* BEGIN Input for this task *

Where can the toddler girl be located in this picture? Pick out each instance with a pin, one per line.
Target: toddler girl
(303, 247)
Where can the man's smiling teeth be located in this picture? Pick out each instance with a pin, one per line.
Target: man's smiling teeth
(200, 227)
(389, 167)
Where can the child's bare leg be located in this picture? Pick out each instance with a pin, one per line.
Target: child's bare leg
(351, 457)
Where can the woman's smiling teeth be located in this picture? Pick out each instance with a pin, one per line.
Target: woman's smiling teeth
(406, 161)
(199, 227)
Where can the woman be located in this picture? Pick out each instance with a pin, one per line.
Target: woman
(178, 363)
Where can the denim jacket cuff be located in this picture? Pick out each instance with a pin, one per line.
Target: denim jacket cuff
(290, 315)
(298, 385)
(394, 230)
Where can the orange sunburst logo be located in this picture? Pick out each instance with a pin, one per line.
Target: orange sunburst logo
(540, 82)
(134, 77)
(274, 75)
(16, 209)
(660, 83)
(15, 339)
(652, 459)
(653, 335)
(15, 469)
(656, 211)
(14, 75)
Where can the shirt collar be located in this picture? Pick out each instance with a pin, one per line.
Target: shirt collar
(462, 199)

* END Input for this task *
* BEGIN Input for this task *

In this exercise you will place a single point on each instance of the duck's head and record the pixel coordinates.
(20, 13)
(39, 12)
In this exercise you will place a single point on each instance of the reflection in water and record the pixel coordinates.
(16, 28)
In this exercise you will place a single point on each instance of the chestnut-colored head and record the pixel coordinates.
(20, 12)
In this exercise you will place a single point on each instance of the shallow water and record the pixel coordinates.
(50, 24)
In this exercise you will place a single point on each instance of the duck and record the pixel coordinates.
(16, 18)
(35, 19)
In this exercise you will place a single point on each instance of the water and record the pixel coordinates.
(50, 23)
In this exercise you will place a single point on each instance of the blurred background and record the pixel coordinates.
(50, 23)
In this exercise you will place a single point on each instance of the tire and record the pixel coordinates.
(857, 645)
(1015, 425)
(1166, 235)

* END Input for this task *

## Task statement:
Put everything in the rows above, from the line containing "the water and record the pixel coordinates." down to the one containing "(1166, 235)", into a JSON list of strings, one string per line and with both end lines included. Leave out any blank lines.

## Written response:
[
  "In this exercise you will place a single point on each instance of the water and record the pixel coordinates.",
  "(50, 23)",
  "In this exercise you will place a single point on each instance of the blurred background and record the pixel coordinates.",
  "(50, 23)",
  "In this exercise you will place a single point on each instance of the tire and record the pixel coordinates.",
  "(857, 645)",
  "(1015, 425)",
  "(1166, 235)"
]